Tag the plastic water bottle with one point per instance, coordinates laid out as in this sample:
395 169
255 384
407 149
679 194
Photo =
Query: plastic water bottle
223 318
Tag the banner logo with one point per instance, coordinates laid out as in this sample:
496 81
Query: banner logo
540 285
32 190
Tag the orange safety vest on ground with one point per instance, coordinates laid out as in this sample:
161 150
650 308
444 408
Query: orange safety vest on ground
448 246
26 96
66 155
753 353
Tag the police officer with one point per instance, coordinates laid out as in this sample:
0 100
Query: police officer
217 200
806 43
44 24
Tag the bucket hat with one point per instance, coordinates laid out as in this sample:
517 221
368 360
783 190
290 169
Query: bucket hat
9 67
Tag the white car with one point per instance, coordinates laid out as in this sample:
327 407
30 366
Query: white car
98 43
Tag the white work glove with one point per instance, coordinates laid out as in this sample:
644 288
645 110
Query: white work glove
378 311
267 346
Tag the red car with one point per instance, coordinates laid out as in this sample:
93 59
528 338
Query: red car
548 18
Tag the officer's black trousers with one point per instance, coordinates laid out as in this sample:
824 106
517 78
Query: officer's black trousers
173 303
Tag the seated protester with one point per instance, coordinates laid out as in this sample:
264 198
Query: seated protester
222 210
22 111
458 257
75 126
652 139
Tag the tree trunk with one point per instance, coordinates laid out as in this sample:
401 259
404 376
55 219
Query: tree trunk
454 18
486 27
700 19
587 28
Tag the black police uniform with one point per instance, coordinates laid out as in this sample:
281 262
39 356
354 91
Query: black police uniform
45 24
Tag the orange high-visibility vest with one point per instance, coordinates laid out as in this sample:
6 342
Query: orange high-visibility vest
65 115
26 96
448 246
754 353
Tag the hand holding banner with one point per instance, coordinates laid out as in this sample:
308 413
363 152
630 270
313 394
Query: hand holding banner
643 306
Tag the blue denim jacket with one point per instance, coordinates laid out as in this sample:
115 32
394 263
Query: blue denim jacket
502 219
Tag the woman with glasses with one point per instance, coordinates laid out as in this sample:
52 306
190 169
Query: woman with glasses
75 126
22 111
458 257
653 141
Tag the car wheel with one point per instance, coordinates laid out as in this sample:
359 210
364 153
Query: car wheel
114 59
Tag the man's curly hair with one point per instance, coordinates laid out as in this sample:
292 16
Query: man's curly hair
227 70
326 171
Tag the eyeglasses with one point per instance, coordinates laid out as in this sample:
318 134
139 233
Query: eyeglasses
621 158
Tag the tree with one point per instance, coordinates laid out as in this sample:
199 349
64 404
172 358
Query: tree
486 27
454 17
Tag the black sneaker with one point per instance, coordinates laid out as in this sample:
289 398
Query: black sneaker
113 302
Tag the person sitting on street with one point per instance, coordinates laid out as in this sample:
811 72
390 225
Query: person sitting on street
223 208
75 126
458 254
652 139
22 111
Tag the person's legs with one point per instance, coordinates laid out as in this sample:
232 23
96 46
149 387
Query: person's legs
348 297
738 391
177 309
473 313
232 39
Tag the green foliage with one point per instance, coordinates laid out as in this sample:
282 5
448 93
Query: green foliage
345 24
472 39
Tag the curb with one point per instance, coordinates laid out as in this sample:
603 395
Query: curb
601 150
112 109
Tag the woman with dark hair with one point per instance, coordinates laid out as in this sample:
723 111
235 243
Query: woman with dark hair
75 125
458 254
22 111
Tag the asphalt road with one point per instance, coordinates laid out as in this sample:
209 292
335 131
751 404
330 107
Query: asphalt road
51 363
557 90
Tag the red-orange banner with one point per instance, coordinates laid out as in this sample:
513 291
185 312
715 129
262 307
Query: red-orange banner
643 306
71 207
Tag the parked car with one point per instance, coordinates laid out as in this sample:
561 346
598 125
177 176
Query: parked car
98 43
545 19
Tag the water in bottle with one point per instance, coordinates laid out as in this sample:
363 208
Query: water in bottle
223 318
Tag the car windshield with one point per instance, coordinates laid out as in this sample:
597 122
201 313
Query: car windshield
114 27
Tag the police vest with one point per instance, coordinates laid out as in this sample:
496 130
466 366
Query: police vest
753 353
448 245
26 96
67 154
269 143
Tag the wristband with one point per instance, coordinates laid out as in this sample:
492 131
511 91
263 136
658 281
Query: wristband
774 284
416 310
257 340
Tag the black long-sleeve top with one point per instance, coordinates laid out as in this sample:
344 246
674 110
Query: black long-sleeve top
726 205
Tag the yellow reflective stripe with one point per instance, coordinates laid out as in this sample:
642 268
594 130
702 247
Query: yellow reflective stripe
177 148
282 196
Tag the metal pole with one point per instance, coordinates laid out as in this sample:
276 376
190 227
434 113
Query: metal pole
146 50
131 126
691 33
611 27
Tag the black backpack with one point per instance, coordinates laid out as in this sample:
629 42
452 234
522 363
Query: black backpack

- [Assignment]: Transcribe the whole listing above exactly, leaving nothing out.

- [Problem solution]:
Tag the plastic water bottle with one point per instance, coordinates laid out as in this sample:
395 169
255 384
407 149
679 194
Photo =
Query: plastic water bottle
223 318
Tag the banner logo with one point per instance, coordinates laid out as in this sample:
496 81
Query: banner logo
540 285
32 190
Tag the orange safety vest on ground with one point per instance, coordinates laid out as in this sample:
161 150
650 308
444 408
Query: orange safety vest on ground
448 246
26 96
66 155
753 353
Tag the police officer with one point per instance, coordinates laid out as in this sample:
0 100
Query: police officer
217 200
806 43
44 24
Tag the bucket hat with one point per instance, coordinates laid out as in this sample:
517 221
368 360
783 190
290 169
Query: bucket hat
9 67
Tag the white car with one point per instance, coordinates laid out as in this sample:
327 407
30 366
Query: white car
98 43
Tag the white work glove with one point per instance, coordinates laid out as in this sample:
644 288
645 110
Query: white work glove
378 311
267 346
Tag the red car with one point per instance, coordinates laid out as in this sample:
93 59
528 338
Query: red car
548 18
Tag the officer's black trousers with one point per instance, coordinates laid out as in this sample:
824 106
517 78
Query: officer's black trousers
173 303
Tag the seated protester with one point per instance, coordinates laid out as in this sample:
264 198
Query: seated protester
222 210
22 111
458 257
75 126
652 139
Tag the tree trunk with one point per instance, coordinates laid out as in this sample:
401 259
404 376
55 219
Query: tree trunk
454 18
486 27
700 19
587 28
Tag the black police uniform with one point per instance, coordinates laid out as in this sample:
281 262
39 356
354 91
Query: black police uniform
45 24
Tag the orange high-visibility vest with one point per instance, coordinates laid out as in this sample:
6 342
Query: orange high-visibility vest
65 115
26 96
448 246
754 353
Tag the hand holding banner with one point per instance, coordinates laid out as in this sample:
308 413
363 152
630 270
313 394
Query: hand holding banner
643 306
Tag the blue denim jacket with one point per instance, coordinates laid out as in this sample:
115 32
394 263
Query: blue denim jacket
502 219
Tag the woman with glasses with one point per instance, coordinates laid out as in this sample:
52 306
190 169
Query: woman with glasses
75 126
22 111
458 257
653 141
Tag the car wheel with one point per instance, coordinates laid out as in this sample:
359 210
364 153
Query: car wheel
114 59
Tag the man's curly hair with one point per instance, coordinates laid out as in this sample:
292 16
Query: man's curly hair
227 70
326 171
Tag the eyeglasses with one point per instance, coordinates laid out as in this sample:
318 134
139 233
Query: eyeglasses
621 158
Tag the tree with one point per instance, coordinates laid out as in this sample:
199 349
64 404
172 358
Query: tree
486 27
454 17
Tag the black sneaker with one point per instance, coordinates laid out as in this sample:
289 398
Query: black sneaker
113 302
Tag the person sitting on street with one point per instance, coordinates laid out as in this sample:
811 72
390 225
Query: person sitting on street
223 208
75 126
458 254
652 139
22 111
Tag the person's legs with one point per instance, coordinates laid out as in this sample:
232 23
96 46
149 387
Query: person's legs
348 297
738 391
177 309
473 313
232 39
Tag the green foliage with one point per instance, coordinates laid out as in this sample:
282 5
448 93
Query: green foliage
345 24
472 39
Tag the curb with one point per instance, coordinates laid out as in this sample:
603 395
Query: curb
601 150
112 109
Tag the woman with dark hair with one point per instance, coordinates laid out as in this sample:
723 111
235 243
Query: woman with dark hair
75 125
458 254
22 111
Tag the asphalt road with one point per instance, coordinates laid out as in this sample:
209 292
335 131
751 404
330 107
Query: asphalt road
51 363
557 90
Tag the red-orange banner with one point per instance, coordinates laid out as in this sample:
513 291
185 312
715 129
262 307
Query: red-orange banner
643 306
71 207
Tag the parked car with one point per instance, coordinates laid out as in this sample:
561 346
598 125
177 176
Query: parked car
98 43
545 19
Tag the water in bottle with one point per instance, coordinates laid out as in this sample:
363 208
Query: water in bottle
223 318
Tag the car windshield with one point per instance, coordinates laid out as in this sample:
597 122
201 313
Query: car windshield
114 27
Tag the police vest with one point per instance, coordinates laid out as in this sample:
496 130
466 366
Query: police vest
753 353
448 245
26 96
67 154
269 143
Tag the wristband with one point per instance, coordinates laid out as in this sample:
492 131
511 91
263 136
658 281
Query: wristband
774 284
416 310
257 340
Tag the black long-sleeve top with one point per instance, coordinates laid out as in this sample:
344 246
674 110
Query: black long-sleeve top
726 205
Tag the yellow reflective stripe with one point per instance, coordinates laid out as in this sample:
642 268
594 130
702 247
Query: yellow reflective stripe
177 148
282 196
Tag the metal pole with one point per instance, coordinates laid out as in this sample:
276 376
190 227
434 113
Query: metal pole
146 50
131 126
691 33
611 27
Tag the black backpack with one point per instance, coordinates laid out as in this sample:
629 42
452 234
522 363
Query: black backpack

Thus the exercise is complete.